(Point localization data)
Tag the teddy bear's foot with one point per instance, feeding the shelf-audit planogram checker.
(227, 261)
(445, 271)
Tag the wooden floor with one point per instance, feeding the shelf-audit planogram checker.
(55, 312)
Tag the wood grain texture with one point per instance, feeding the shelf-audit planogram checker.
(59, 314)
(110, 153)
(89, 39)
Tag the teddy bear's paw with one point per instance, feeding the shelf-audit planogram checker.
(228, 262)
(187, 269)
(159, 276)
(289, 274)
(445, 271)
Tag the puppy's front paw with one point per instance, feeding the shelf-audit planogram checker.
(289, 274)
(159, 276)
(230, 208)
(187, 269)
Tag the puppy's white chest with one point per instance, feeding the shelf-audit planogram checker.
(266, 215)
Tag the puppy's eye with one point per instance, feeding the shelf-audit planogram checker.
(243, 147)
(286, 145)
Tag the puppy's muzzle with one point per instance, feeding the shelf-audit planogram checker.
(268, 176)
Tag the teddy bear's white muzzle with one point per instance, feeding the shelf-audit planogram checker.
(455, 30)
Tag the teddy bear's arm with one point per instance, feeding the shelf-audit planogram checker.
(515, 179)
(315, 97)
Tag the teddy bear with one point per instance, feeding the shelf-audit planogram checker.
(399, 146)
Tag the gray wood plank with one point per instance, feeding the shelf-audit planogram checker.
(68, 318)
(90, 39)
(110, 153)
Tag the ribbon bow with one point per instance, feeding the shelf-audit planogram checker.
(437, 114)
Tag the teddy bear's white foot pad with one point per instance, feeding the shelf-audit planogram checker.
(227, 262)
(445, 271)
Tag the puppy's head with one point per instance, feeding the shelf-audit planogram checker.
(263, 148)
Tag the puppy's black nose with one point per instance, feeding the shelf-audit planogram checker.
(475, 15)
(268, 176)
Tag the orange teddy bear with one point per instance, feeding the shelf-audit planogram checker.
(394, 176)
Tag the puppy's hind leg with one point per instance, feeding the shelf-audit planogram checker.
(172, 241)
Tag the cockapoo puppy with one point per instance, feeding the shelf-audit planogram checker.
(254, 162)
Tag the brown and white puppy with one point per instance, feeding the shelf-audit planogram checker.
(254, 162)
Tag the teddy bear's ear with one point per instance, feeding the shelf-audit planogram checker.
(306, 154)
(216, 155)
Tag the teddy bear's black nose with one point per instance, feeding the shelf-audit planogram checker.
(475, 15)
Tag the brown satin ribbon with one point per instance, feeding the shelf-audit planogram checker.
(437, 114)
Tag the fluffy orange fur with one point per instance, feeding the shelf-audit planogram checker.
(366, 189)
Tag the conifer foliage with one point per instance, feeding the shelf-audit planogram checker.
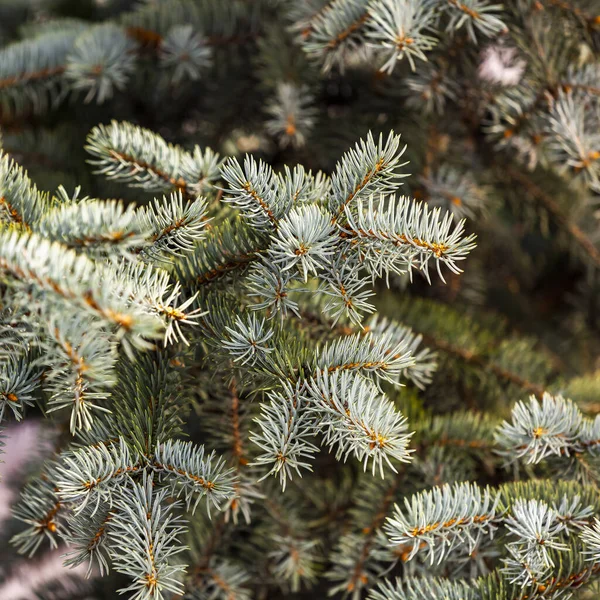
(277, 348)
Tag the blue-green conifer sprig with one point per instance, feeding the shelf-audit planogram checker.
(287, 431)
(437, 521)
(401, 30)
(423, 588)
(355, 418)
(149, 528)
(101, 61)
(185, 54)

— DIRECTIONS —
Write the data above out again exactly, minus its pictures.

— SOLUTION FOR THIS TASK —
Tag the teddy bear's foot with one point per instance, feeding the shelf-audit planogram checker.
(227, 261)
(445, 271)
Tag the wooden floor with one point per instance, feeding the shelf-audit planogram checker.
(55, 312)
Tag the wood grain texture with one point per instance, feeding the shelf-audit planogram checker.
(59, 314)
(110, 153)
(89, 39)
Tag the teddy bear's paw with one point per instance, feeding the shelf-audit planogram checker.
(228, 262)
(187, 269)
(159, 276)
(289, 274)
(445, 271)
Tag the puppy's front paw with one point per instance, feeding the shelf-audit planogram checker.
(289, 274)
(159, 276)
(230, 208)
(187, 269)
Tag the puppy's white chest with one point per instance, feeding the shelf-audit planogram checker.
(266, 215)
Tag the puppy's eye with one point per instance, feeding the shelf-audit planogram checker.
(243, 147)
(286, 145)
Tag the puppy's muzzle with one point per instance, feeding the shelf-audit planogram checker.
(268, 176)
Tag the teddy bear's white muzzle with one point per instance, feeding the shelf-audit planogram checker.
(455, 30)
Tag the teddy bear's arm with one point per instance, feeding the shelf-audit planogram checker.
(515, 179)
(315, 97)
Tag the teddy bear with one point per instance, feeding the shelf-audit planogram checker.
(399, 146)
Tag the gray wood plank with one point per instance, feeding the shelf-audit planogram checker.
(68, 318)
(90, 39)
(110, 153)
Tag the ribbon bow with one point per instance, feeding the shelf-audit planogram checker.
(437, 114)
Tag the teddy bear's white foot pad with one point per instance, feeding the shelf-audit planogram checker.
(227, 262)
(445, 271)
Tag the puppy's head with one point per instance, feeding the shelf-audit planogram checker.
(263, 148)
Tag the puppy's black nose with one point per instance, feeding the shelf-audit planogram checker.
(475, 15)
(268, 176)
Tag the orange teddy bear with one point per instance, feeding the shelf-audit planogram checker.
(394, 176)
Tag the puppy's hind leg with one point per instance, feeding the shelf-audit planogram checker.
(172, 241)
Tag the cockapoo puppy with one point per instance, feeding the shelf-audit planogram checker.
(254, 162)
Tag the brown and white puppy with one point per instance, feeding the shelf-audit planogram checker.
(254, 162)
Tag the teddy bear's ear with one point per instance, feeding the shelf-audit planogram checker.
(306, 154)
(216, 155)
Tag the teddy bear's black nose with one point per instance, feeding the shelf-audit planogram checker.
(475, 15)
Tag the brown satin ribbon with one point per instance, feeding the shelf-audit planogram checker.
(437, 114)
Tag the fluffy orange fur with one point per instance, feeding the shelf-audit planogram checker.
(366, 189)
Tag the conifer foliage with one point per instance, feeding the shelf-audit planogram checker.
(277, 348)
Tag the blue-green conifer sprig with one point per instance, feeding the shelf-audit planogram checker.
(287, 431)
(437, 521)
(401, 30)
(423, 588)
(355, 418)
(149, 528)
(101, 61)
(185, 54)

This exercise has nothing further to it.